## REQUIREMENT
Turn all of the material below into a Markdown table with the columns "Row" and "Line," giving each non-blank line its own numbered row. Leave the pictures out.

## EXTRACTED DATA
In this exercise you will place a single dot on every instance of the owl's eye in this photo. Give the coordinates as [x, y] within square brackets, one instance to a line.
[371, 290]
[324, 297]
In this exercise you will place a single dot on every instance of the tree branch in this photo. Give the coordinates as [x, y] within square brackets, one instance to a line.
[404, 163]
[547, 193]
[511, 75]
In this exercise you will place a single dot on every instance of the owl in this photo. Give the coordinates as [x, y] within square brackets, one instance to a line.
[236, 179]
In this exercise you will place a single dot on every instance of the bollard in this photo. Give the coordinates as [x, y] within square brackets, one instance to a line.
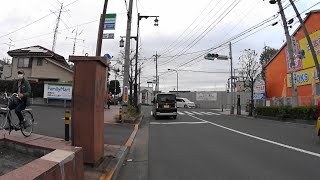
[120, 113]
[66, 125]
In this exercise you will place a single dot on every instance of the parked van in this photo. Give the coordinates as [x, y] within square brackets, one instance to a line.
[185, 103]
[164, 104]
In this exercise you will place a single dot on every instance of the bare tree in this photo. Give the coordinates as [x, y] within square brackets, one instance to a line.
[249, 71]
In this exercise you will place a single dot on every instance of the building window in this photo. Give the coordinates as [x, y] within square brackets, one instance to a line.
[24, 62]
[39, 62]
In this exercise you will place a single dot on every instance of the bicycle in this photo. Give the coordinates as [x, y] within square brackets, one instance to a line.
[5, 113]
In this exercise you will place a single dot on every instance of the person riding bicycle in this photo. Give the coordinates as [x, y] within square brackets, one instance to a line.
[109, 98]
[23, 89]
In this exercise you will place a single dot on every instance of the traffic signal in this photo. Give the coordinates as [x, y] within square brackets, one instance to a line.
[212, 56]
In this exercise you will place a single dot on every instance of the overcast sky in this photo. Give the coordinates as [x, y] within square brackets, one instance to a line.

## ANSWER TO THE EXERCISE
| Row | Line |
|---|---|
| 1 | In this exercise you will place a single dot on every instance of the owl's eye in this photo. Give the coordinates as [x, y] within square brackets, one instance to a line. |
| 2 | [371, 290] |
| 3 | [324, 297] |
| 4 | In this exercise you will place a single dot on every instance of the tree branch in this photo. Give the coordinates as [x, y] within square brackets, one instance to a line. |
| 5 | [404, 163] |
| 6 | [547, 193] |
| 7 | [511, 75] |
| 8 | In this exercise you will place a single dot on every instance of the owl in this photo. Give the coordinates as [x, y] within square brackets, one instance to a line. |
| 9 | [236, 179] |
| 10 | In this exercise you will place a single dot on every instance of the bollard in this photo. Give the coordinates as [x, y] within square brackets, one instance to a line. |
| 11 | [120, 113] |
| 12 | [66, 125] |
| 13 | In this exercise you will place a single dot on every instance of the parked van in this photo. Give the coordinates as [x, y] within square brackets, one instance to a line. |
| 14 | [185, 103] |
| 15 | [164, 104] |
| 16 | In this exercise you will place a single dot on every instance of the bare tree in this photo. Give the coordinates as [x, y] within square brackets, one instance to a line. |
| 17 | [249, 71] |
| 18 | In this exercise you will place a single dot on every instance of the building window in this photo. Give the coordinates as [x, y] within square brackets, one instance to a line. |
| 19 | [24, 62] |
| 20 | [39, 62] |
| 21 | In this exercise you will place a single dot on every instance of the bicycle in this photo. Give the coordinates as [x, y] within square brackets, one instance to a line. |
| 22 | [5, 113] |
| 23 | In this exercise you will place a single dot on every instance of the person riding bicycle in this photo. Give the coordinates as [x, y] within square brackets, one instance to a line. |
| 24 | [109, 98] |
| 25 | [23, 89] |
| 26 | In this exercise you will place a single dot on every instance of the traffic signal in this photo. Give the coordinates as [x, y] within square brackets, one instance to a line. |
| 27 | [212, 56] |
| 28 | In this exercise you will place a single dot on every instance of the overcast sky in this photo. Give the coordinates as [x, y] within square brackets, one instance to a line. |